Goal: All of the data must be printed exactly; please include every line.

Extracted information:
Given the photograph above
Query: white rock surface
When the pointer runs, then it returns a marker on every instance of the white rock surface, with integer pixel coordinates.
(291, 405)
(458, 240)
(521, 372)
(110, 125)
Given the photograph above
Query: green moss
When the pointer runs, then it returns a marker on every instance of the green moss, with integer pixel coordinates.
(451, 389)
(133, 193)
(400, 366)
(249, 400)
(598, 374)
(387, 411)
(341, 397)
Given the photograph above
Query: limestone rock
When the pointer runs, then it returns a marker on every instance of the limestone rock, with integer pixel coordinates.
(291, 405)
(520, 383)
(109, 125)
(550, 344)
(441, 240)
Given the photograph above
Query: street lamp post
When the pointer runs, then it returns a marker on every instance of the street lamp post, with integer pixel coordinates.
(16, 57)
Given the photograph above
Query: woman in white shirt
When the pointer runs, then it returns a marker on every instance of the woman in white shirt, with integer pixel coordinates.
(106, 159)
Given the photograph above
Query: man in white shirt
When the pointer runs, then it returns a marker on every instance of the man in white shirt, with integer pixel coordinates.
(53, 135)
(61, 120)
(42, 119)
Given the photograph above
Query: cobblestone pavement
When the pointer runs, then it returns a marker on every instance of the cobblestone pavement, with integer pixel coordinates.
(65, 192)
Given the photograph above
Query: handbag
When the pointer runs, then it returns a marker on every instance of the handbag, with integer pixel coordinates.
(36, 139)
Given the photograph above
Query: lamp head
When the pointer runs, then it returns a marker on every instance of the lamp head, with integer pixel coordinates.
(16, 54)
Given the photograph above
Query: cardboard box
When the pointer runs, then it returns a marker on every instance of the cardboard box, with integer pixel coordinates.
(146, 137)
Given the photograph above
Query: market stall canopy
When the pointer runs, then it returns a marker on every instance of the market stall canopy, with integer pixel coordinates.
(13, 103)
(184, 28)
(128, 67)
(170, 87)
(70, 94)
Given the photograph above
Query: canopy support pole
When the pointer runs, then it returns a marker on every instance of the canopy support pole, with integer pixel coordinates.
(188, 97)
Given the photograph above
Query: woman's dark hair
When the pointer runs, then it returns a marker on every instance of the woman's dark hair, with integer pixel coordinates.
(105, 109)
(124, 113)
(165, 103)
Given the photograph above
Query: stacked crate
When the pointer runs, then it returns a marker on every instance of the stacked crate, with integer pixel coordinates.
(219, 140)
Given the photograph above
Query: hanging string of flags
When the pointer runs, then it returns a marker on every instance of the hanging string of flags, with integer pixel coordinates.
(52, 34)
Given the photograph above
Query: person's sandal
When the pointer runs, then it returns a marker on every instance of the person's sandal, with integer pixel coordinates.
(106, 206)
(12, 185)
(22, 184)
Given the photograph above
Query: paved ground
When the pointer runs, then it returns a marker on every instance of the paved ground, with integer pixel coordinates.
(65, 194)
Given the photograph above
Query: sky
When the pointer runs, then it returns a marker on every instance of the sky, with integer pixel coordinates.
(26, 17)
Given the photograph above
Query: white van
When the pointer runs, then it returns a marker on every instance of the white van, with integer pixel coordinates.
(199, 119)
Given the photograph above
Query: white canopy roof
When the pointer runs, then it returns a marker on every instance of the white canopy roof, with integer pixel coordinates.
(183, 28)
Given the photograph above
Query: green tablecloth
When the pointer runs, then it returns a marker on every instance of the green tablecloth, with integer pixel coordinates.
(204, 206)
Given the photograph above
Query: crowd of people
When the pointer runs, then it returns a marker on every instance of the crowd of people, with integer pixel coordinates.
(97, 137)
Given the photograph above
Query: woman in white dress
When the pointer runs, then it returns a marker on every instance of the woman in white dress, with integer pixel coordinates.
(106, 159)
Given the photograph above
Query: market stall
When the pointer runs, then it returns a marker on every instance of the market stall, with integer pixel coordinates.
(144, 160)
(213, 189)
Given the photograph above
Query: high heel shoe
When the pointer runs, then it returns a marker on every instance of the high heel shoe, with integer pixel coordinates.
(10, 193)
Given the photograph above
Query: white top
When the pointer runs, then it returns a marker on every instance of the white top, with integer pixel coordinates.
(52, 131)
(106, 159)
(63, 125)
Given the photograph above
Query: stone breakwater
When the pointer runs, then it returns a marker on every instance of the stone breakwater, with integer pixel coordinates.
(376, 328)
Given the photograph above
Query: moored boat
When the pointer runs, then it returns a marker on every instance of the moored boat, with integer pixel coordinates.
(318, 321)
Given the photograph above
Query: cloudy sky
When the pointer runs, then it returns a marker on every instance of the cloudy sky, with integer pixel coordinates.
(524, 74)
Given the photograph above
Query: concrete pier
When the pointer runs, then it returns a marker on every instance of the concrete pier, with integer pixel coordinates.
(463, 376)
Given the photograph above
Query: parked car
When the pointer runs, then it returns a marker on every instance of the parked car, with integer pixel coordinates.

Solution to this problem:
Given the photograph above
Query: white rock surface
When the pointer runs, then it returns a marker on every instance of the white rock surface, with integer pixel coordinates.
(291, 405)
(458, 240)
(521, 372)
(110, 125)
Given the photograph above
Query: green moss
When the pointer runs, then it returns a marker on every instance of the green moss, with integer pixel coordinates.
(451, 389)
(133, 193)
(400, 366)
(249, 400)
(598, 374)
(387, 411)
(341, 397)
Given the photograph above
Query: limestone rock
When the pointer runs, then it returns a marker on every instance of the limestone rock, with integer pixel coordinates.
(291, 405)
(520, 383)
(109, 125)
(550, 344)
(441, 240)
Given the photograph above
Query: street lamp post
When the pointer runs, then it returns a marker on every instance of the street lamp post, with integer pixel coordinates.
(16, 57)
Given the photograph above
Query: woman in white shirt
When the pointer runs, then it returns a marker on every instance of the woman in white shirt, with integer pixel coordinates.
(106, 159)
Given the photograph above
Query: man in white shirt
When the pointer runs, then it returns a marker on every instance of the man in white shirt, with integer pixel coordinates.
(53, 135)
(61, 120)
(42, 119)
Given the photograph above
Query: cobblestone pavement
When the pointer runs, then it returns a marker on every instance of the cobblestone pavement, with integer pixel coordinates.
(65, 192)
Given the photograph above
Query: handbag
When the pointer runs, then it returns a marker on every instance of the handbag, with integer pixel coordinates.
(36, 139)
Given the photograph above
Query: lamp head
When the pointer runs, then it returns a marker on every instance of the lamp head, with integer pixel coordinates.
(16, 54)
Given the photograph above
Query: cardboard box
When the pointer runs, then it returns a marker on every instance of the cardboard box, with integer pixel coordinates.
(146, 137)
Given the photograph above
Query: market stall canopy
When the pointer runs, then it returns a marker on every instance of the market stall canopy, with integer pixel coordinates.
(13, 103)
(184, 28)
(128, 67)
(170, 87)
(70, 94)
Given the photograph above
Query: canopy support pole
When the pointer runs, then it returns a marker on every instance of the canopy support pole, with integer pixel coordinates.
(188, 97)
Given the photograph above
Query: woman's dark hair
When the pointer runs, then it returns a marker on every instance of the woman's dark hair, with integer pixel coordinates.
(105, 109)
(124, 113)
(165, 103)
Given the photograph above
Query: stacked crate
When the pointer runs, then it returns a marker on every instance of the stacked crate, with integer pixel coordinates.
(219, 140)
Given the photograph above
Query: hanging string of flags
When the pointer runs, then it returns a marker on every instance of the hanging string of flags, with integer pixel coordinates.
(52, 34)
Given the photograph above
Query: person's sandal
When the pointer runs, then it returns a marker on every instance of the person's sandal, with integer pixel coordinates.
(106, 206)
(12, 185)
(22, 184)
Given the photograph above
Query: paved ground
When the pointer runs, then it returns a marker on every instance of the paved ground, with integer pixel coordinates.
(65, 194)
Given the photograph above
Query: sky
When the pointer runs, then it returns a marker on every instance of the sky, with integer pixel coordinates.
(26, 17)
Given the photograph above
Query: white van
When the pointer runs, then it returns a marker on every instance of the white van, with integer pixel coordinates.
(199, 119)
Given the photograph above
Query: white canopy roof
When the pointer runs, then it returns a marker on every instance of the white canopy roof, with integer pixel coordinates.
(183, 28)
Given the photograph above
Query: green tablecloth
When the pointer runs, then it returns a marker on every instance of the green tablecloth, with integer pixel coordinates.
(204, 206)
Given the photograph above
Query: crowd of people
When the pointer runs, then it returns a marker on every instance of the crowd of people, with integer pixel coordinates.
(97, 137)
Given the photograph above
Query: woman in white dress
When the pointer runs, then it returns a marker on every instance of the woman in white dress, with integer pixel coordinates.
(106, 159)
Given the photograph above
Query: market stall
When the pointer runs, then it returns a marker on every instance of the market stall, with integer pixel coordinates.
(144, 160)
(213, 189)
Given the photograph above
Query: high heel shoe
When the pointer runs, then it returns a marker on every instance of the high heel shoe, with integer pixel coordinates.
(10, 193)
Given the photograph above
Query: white top
When the pointer runs, then it returns a marker on every instance of the white top, with integer pixel coordinates.
(52, 131)
(106, 159)
(63, 125)
Given the photograph above
Query: stone breakwater
When the pointer runs, then it returns a marker on every instance of the stone breakwater, with integer pixel coordinates.
(376, 328)
Given the photograph above
Query: moored boat
When the pointer runs, then it returns a marker on every instance of the moored boat, with integer pixel coordinates.
(318, 321)
Given the photograph above
Query: cloudy sky
When the pointer runs, then it returns a marker on every instance of the cloudy sky, with integer pixel coordinates.
(524, 74)
Given the photograph above
Query: concrete pier
When the pointer runs, then it returns a marker on every instance of the concrete pier, with integer pixel coordinates.
(463, 376)
Given the photograph above
Query: parked car
When the pointer runs, then it returns a marker on every instance of the parked car, with integer pixel coordinates.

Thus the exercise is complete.